▶ **Exercices à réaliser**:
(a) Selon le passage consacré à la guerre, à quoi M. Gaston Bouthoul attribue-t-il le découragement de l'opinion générale ?
(b) Poursuivez le passage consacré à la guerre à partir de sa dernière phrase.

▶ **Passage extrait**:
----------
Cent millions de morts
Au sortir de ces cinq années de guerre, on est étonné et même un peu humilié de constater la résignation qui paraît régner en cette matière. Alors qu’après 1918 un grand espoir de paix soulevait l’Humanité, l’opinion générale semble aujourd’hui admettre le caractère inévitable de la guerre et s’attendre à de nouveaux conflits, dont elle se hâte de désigner les protagonistes. M. Gaston Bouthoul attribue ce découragement au fait que nous en avons toujours agi trop présomptueusement vis-à-vis de la guerre. Alors que dans toutes les sciences on sait que la connaissance des phénomènes ne nous est pas offerte avec facilité, mais ne peut être atteinte qu’au terme de recherches patientes, les hommes ont toujours discuté des guerres et de leurs causes comme s’ils en avaient une intuition directe et miraculeusement exacte. Il est temps, dit l’auteur, que nous prenions conscience de cette situation et que, écartant toutes les idées préconçues, nous nous résignions à voir dans les guerres un phénomène social encore inexploré.
----------
▶ **Relevé des données**:

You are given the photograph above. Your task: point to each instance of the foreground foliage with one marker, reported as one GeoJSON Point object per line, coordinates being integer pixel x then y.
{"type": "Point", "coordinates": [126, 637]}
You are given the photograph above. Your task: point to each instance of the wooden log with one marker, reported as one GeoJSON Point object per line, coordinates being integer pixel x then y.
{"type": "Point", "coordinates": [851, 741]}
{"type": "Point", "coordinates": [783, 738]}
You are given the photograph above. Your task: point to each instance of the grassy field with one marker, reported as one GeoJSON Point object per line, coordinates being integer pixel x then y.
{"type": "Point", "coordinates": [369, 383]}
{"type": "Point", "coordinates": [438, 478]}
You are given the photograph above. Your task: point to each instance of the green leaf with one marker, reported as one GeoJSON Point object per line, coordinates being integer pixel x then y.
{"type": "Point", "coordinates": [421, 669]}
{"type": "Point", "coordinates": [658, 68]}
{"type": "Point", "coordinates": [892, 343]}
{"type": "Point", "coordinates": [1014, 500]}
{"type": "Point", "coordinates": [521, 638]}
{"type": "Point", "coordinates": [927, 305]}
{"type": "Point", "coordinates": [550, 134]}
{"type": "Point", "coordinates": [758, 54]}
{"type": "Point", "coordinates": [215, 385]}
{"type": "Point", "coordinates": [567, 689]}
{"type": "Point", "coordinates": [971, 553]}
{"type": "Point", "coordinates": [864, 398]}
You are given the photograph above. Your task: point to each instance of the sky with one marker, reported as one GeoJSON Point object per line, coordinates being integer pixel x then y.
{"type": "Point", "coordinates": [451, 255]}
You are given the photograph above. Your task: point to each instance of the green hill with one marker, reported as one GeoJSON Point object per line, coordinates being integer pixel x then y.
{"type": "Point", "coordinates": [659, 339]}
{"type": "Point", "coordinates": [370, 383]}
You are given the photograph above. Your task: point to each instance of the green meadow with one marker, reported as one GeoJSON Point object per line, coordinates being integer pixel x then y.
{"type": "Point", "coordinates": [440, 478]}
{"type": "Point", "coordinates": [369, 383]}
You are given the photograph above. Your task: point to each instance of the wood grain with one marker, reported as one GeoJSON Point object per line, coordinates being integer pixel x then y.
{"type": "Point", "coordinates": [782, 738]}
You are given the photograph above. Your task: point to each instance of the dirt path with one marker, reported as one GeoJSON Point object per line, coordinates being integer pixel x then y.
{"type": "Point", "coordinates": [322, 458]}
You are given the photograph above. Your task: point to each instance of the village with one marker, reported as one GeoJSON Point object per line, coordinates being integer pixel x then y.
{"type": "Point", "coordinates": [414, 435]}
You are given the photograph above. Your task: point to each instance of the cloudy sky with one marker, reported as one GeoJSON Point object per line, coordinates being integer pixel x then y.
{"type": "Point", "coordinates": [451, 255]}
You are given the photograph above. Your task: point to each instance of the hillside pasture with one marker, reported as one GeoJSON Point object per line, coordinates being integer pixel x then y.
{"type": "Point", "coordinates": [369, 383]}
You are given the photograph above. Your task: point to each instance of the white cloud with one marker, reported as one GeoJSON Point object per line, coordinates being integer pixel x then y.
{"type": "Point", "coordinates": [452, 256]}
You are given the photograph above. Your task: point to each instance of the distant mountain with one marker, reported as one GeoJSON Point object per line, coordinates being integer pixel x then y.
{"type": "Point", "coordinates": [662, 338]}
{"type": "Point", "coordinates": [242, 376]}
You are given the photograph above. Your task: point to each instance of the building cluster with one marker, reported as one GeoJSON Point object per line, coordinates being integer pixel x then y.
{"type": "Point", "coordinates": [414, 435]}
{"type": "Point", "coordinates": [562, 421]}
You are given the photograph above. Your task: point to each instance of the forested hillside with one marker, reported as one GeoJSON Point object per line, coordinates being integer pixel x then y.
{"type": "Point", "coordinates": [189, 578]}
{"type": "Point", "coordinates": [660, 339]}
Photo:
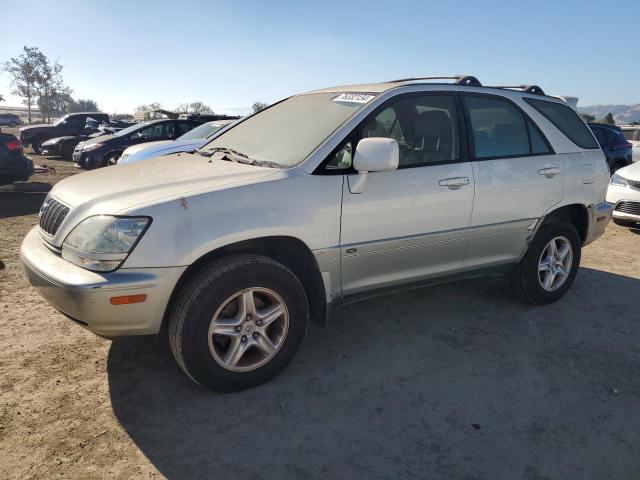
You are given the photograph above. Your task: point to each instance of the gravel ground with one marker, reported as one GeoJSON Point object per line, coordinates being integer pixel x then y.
{"type": "Point", "coordinates": [457, 381]}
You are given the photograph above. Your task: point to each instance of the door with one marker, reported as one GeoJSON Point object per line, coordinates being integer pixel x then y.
{"type": "Point", "coordinates": [408, 225]}
{"type": "Point", "coordinates": [518, 178]}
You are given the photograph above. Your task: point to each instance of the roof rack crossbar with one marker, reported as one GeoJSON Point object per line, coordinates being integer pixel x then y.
{"type": "Point", "coordinates": [534, 89]}
{"type": "Point", "coordinates": [468, 80]}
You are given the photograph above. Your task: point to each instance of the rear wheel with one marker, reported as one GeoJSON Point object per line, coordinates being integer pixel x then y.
{"type": "Point", "coordinates": [550, 265]}
{"type": "Point", "coordinates": [238, 322]}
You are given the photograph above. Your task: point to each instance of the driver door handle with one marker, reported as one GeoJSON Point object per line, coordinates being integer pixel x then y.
{"type": "Point", "coordinates": [455, 182]}
{"type": "Point", "coordinates": [549, 172]}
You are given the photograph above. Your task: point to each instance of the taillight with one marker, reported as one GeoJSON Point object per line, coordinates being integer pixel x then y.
{"type": "Point", "coordinates": [13, 145]}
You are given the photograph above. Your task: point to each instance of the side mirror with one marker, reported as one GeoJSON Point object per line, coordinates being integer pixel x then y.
{"type": "Point", "coordinates": [375, 154]}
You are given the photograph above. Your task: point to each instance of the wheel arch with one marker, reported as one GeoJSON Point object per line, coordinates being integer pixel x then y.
{"type": "Point", "coordinates": [292, 252]}
{"type": "Point", "coordinates": [575, 213]}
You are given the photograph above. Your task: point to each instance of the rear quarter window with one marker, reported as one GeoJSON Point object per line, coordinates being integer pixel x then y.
{"type": "Point", "coordinates": [565, 120]}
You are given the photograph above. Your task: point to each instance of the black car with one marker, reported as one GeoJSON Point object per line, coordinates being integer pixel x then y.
{"type": "Point", "coordinates": [71, 124]}
{"type": "Point", "coordinates": [614, 145]}
{"type": "Point", "coordinates": [105, 150]}
{"type": "Point", "coordinates": [13, 164]}
{"type": "Point", "coordinates": [9, 120]}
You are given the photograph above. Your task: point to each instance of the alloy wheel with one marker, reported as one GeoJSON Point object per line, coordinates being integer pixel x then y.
{"type": "Point", "coordinates": [555, 263]}
{"type": "Point", "coordinates": [248, 329]}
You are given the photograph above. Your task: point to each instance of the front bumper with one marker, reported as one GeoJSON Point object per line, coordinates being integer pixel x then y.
----------
▶ **Réponses par exercice**:
(a) Au fait que nous avons toujours agi trop présomptueusement vis-à-vis de la guerre.

(b)
Le principal objet de cet intéressant essai est d’indiquer un certain nombre des biais par lesquels on peut approcher l’étude objective des guerres. Et ce faisant, il trace les linéaments d’une science nouvelle à laquelle il propose – pour la distinguer de la « science de la guerre » qui traditionnellement désignait plutôt l’étude de la stratégie, de la tactique, etc. – de donner le nom de « polémologie ». L’auteur insiste sur trois points. Tout en estimant que les guerres sont un fait trop complexe pour n’avoir pas de causes multiples, il est d’avis que le facteur principal est d’ordre démographique. Sans doute ce n’est pas là une idée nouvelle, puisque la thèse de la guerre par surpeuplement a été exprimée déjà dans l’antiquité. Mais il introduit, des distinctions importantes à ce sujet qui renouvellent, on peut le dire, l’aspect du problème, notamment en faisant prédominer dans la genèse probable de l’impulsion belliqueuse, la notion de structure démographique sur celle du nombre. Le second point est le caractère périodique qu’il attribue aux guerres en l’illustrant de considérations historiques et de parallèles frappants avec certaines grandes migrations, elles aussi périodiques, que l’on rencontre dans le règne animal.
Signalons aussi d’intéressantes analyses de la fonction biologique des guerres, de la pression démographique et des raisons proposées pour expliquer la terrible ampleur des destructions actuelles.